Copy out the listing below word for word, leaving every line as it is.
___ Information supplied
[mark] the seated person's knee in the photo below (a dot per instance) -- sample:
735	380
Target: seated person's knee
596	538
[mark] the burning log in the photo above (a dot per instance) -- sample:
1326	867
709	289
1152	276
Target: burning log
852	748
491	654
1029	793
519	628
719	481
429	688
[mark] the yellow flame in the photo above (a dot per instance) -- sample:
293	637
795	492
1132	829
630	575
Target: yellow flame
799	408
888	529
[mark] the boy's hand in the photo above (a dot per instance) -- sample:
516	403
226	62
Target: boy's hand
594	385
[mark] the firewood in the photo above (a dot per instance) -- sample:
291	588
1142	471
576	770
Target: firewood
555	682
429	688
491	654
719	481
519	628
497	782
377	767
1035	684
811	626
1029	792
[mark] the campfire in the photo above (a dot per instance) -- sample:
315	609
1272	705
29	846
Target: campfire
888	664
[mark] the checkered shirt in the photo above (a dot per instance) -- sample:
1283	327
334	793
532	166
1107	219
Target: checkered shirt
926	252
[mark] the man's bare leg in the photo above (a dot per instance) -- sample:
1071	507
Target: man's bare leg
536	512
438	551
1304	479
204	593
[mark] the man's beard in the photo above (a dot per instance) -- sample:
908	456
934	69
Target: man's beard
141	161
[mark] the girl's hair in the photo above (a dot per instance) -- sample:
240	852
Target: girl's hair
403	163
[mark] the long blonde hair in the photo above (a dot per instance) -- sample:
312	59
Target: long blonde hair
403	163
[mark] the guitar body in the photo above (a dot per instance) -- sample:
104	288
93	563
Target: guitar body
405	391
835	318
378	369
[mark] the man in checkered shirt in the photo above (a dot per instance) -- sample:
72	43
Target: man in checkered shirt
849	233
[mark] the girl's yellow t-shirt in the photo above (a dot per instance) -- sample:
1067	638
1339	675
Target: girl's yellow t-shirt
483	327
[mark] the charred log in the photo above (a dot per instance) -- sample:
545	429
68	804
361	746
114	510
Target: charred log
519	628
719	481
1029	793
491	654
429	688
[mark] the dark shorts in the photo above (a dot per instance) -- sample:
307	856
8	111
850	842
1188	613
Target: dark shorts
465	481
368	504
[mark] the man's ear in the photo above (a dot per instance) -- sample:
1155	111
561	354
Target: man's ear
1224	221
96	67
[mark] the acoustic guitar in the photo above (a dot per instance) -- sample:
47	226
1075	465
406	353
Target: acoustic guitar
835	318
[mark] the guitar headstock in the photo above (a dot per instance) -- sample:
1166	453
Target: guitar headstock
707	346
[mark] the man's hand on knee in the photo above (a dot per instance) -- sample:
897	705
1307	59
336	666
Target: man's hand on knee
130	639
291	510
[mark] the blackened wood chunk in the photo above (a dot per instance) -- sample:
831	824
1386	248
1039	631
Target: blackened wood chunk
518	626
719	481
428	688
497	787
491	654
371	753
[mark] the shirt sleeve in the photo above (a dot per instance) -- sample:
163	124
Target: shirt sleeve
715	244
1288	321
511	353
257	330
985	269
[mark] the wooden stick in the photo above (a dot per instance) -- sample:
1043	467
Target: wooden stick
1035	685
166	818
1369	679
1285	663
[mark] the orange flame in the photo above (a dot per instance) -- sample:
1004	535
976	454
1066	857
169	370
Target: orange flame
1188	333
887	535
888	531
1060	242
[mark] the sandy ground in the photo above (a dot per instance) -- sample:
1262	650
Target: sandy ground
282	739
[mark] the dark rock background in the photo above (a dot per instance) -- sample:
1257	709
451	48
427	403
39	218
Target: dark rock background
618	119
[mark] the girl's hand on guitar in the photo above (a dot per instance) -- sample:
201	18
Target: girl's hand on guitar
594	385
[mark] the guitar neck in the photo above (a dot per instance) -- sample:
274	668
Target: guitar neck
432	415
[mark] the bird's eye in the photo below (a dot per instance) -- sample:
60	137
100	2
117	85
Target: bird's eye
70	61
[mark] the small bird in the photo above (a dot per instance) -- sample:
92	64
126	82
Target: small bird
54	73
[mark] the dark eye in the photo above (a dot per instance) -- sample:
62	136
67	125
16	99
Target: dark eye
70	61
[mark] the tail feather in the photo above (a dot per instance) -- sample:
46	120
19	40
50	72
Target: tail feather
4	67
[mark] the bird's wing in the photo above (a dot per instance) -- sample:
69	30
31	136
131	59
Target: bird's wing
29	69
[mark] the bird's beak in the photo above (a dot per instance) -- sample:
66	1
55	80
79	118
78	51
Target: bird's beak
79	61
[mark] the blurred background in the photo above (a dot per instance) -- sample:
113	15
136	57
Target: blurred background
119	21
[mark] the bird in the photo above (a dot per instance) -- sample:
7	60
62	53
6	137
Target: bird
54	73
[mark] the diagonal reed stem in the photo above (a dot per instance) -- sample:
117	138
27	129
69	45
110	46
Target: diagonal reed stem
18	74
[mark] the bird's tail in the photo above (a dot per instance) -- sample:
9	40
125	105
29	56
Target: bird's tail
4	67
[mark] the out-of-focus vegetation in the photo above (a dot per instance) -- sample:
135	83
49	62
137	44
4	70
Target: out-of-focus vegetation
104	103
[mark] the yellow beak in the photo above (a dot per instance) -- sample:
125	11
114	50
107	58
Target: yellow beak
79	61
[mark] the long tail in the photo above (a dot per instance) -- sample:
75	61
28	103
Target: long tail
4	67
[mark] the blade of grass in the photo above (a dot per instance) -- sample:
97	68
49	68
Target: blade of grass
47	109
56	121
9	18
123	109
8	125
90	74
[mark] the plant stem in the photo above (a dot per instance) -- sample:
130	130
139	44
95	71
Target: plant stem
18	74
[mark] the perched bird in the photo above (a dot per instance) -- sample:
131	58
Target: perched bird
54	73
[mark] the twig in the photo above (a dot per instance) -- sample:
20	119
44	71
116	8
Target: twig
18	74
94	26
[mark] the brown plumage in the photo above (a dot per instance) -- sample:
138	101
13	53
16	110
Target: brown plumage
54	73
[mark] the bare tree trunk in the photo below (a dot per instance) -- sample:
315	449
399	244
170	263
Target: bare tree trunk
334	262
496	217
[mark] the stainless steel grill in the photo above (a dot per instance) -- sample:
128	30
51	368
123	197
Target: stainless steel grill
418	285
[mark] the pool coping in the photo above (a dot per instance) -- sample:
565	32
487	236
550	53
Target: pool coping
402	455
______
▶ **Response to this task**:
[mark] the seated person's knee in the photo below (a dot per instance) -- sample:
735	380
Target: seated person's knee
596	538
[mark] the burning log in the photo above (a dot per instance) -- sample:
1326	867
709	289
1152	276
Target: burning log
852	748
491	654
1029	793
519	628
719	481
429	688
[mark] the yellow flame in the photo above (a dot per instance) -- sample:
293	637
795	492
1132	829
630	575
Target: yellow flame
799	408
888	529
[mark] the boy's hand in the photo above (a dot per instance) -- sample:
516	403
226	62
Target: boy's hand
594	385
[mark] the firewood in the photo above (a dot per instance) -- sample:
291	588
1142	471
576	770
Target: firewood
555	682
429	688
491	654
719	481
519	628
497	782
377	767
1035	684
811	626
1029	792
[mark] the campfire in the photo above (a dot per instance) -- sample:
315	609
1272	705
29	846
Target: campfire
888	664
[mark] the checkered shirt in the photo above (a dot per instance) -- sample:
1283	327
334	793
532	166
1107	219
Target: checkered shirt
926	252
[mark] the man's bare leg in the photo above (a dot per instance) -- sample:
1071	507
Target: man's bare leg
536	512
438	551
1304	479
204	593
[mark] the man's beard in the photo above (a dot per instance) -- sample:
908	456
934	69
Target: man's beard
141	161
[mark] the girl's hair in the photo above (a dot per instance) -- sample:
240	852
Target: girl's hair
403	163
[mark] the long blonde hair in the photo above (a dot per instance) -- sample:
312	59
Target: long blonde hair
403	163
[mark] the guitar body in the photo above (a dot per instance) -- sample:
104	288
93	563
Target: guitar body
405	391
835	318
378	369
[mark] the man in checkered shirt in the photo above (a dot per instance) -- sample:
72	43
Target: man in checkered shirt
849	233
[mark] the girl's yellow t-shirt in the photo above (a dot per instance) -- sample:
1067	638
1339	675
Target: girl's yellow t-shirt
483	327
[mark] the charred log in the photo above (a dot per instance) -- sample:
545	429
68	804
361	746
114	510
Target: charred log
519	628
719	481
1029	793
491	654
429	688
[mark] the dark shorts in the photo above (a dot per instance) -- sample:
307	856
8	111
850	842
1188	613
Target: dark shorts
465	481
368	504
[mark] the man's ear in the photo above (a dot per instance) -- sample:
1155	111
561	354
Target: man's ear
1224	221
96	67
[mark] the acoustic guitar in the photo above (a dot per instance) -- sample:
47	226
1075	465
406	353
Target: acoustic guitar
835	318
[mark] the guitar headstock in the photo above (a dot per instance) -- sample:
1166	453
Target: guitar headstock
707	346
[mark] the man's hand on knee in the photo above (a dot per instance) -- sample:
897	705
1307	59
336	666
Target: man's hand on knee
130	639
291	510
[mark] the blackened wood chunk in the photo above (a dot per instance) -- sample:
831	824
1386	248
1039	631
Target: blackened wood chunk
518	626
719	481
428	688
497	787
491	654
371	753
[mark] the shirt sleeve in the photo above (a dot per instance) -- sample:
163	124
Target: shirt sleeve
715	244
1288	321
511	353
257	330
985	269
[mark] the wooden stick in the photo above (a dot per instance) -- sample:
1043	467
Target: wooden stick
1035	685
166	818
1369	679
1285	663
[mark] the orange flame in the photo above (a dot per instance) -- sample:
1004	535
976	454
1066	857
169	370
Target: orange flame
1188	333
887	535
888	531
1060	242
[mark] the sandy ground in the photo above (a dot per instance) -- sample:
1262	650
Target: sandy ground
282	739
[mark] the dark rock background in the photo above (a dot per instance) -- sample:
1257	709
451	48
427	403
39	218
Target: dark rock background
618	119
[mark] the girl's hand on guitar in the photo above (a dot per instance) -- sample:
201	18
Target: girl's hand on guitar
594	385
[mark] the guitar neck in the photo above (a dot per instance) -- sample:
274	668
Target: guitar neck
432	415
[mark] the bird's eye in the photo below (a dot per instance) -- sample:
60	137
100	2
117	85
Target: bird's eye
70	61
[mark] the small bird in the photo above (a dot per instance) -- sample:
92	64
126	82
Target: small bird
54	73
[mark] the dark eye in the photo above (a dot per instance) -- sample:
62	136
67	125
16	99
Target: dark eye
70	61
[mark] the tail feather in the photo above (a dot per instance) -- sample:
46	120
19	40
50	72
Target: tail feather
4	67
[mark] the bird's wing in the photo above (a dot per instance) -- sample:
69	30
31	136
131	59
Target: bird's wing
29	69
[mark] the bird's beak in the photo above (a dot per instance) -- sample:
66	1
55	80
79	118
78	51
Target: bird's beak
79	61
[mark] the blurred background in the photo above (a dot per instance) -- sample:
113	15
136	57
Target: blurred background
119	21
[mark] the bird in the photo above (a dot per instance) -- sample:
7	60
62	53
6	137
Target: bird
54	73
[mark] the diagonal reed stem in the photo above (a dot per instance) -- sample:
117	138
27	129
69	45
110	46
Target: diagonal reed stem
18	74
[mark] the bird's tail in the photo above (a dot per instance) -- sample:
9	40
125	105
29	56
Target: bird's tail
4	67
[mark] the out-of-focus vegetation in the photo above (a dot per instance) -- sample:
135	83
49	62
137	44
4	70
Target: out-of-focus vegetation
104	103
[mark] the yellow beak in the photo above (a dot per instance) -- sample:
125	11
114	50
107	58
Target: yellow beak
79	61
[mark] the long tail in the photo above (a dot per instance) -- sample:
75	61
28	103
Target: long tail
4	67
[mark] the blade of grass in the photo above (a dot per instance) -- sample:
97	68
49	68
Target: blade of grass
47	109
56	121
9	18
123	109
8	125
90	74
[mark] the plant stem in the photo above (a dot per instance) -- sample:
130	130
139	44
95	71
Target: plant stem
18	74
[mark] the perched bird in the photo above (a dot per instance) -- sample:
131	58
Target: perched bird
54	73
[mark] the twig in the photo above (a dot per instance) -- sample:
20	119
44	71
116	8
Target: twig
18	74
94	26
[mark] the brown plumage in the photo above (a dot per instance) -- sample:
138	101
13	53
16	110
Target: brown plumage
54	73
[mark] the bare tree trunk in the photo below (a dot per instance) -- sample:
315	449
399	244
170	263
Target: bare tree trunk
334	262
496	217
[mark] the stainless steel grill in the photo above (a dot per instance) -- sample:
128	30
51	368
123	197
Target: stainless steel grill
418	285
[mark] the pool coping in the photo above (a dot per instance) -- sample:
565	32
487	236
550	53
Target: pool coping
402	455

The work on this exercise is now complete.